Extract each line of the listing below that contains the word "locate", copying the lines in full. Matching is case-sensitive.

===

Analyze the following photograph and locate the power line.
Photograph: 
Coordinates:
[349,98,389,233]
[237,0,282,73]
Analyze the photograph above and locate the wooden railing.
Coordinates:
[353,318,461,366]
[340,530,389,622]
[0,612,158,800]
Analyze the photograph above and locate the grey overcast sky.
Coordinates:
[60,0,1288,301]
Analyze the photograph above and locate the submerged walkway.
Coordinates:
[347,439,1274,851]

===

**COMPLETE RESPONSE**
Analyze the following photograph and locate the power line.
Analyze the photograph above and locate the wooden railing.
Analyze the photograph above and locate the grey overcast sky.
Analyze the photograph above and locate the submerged walkway.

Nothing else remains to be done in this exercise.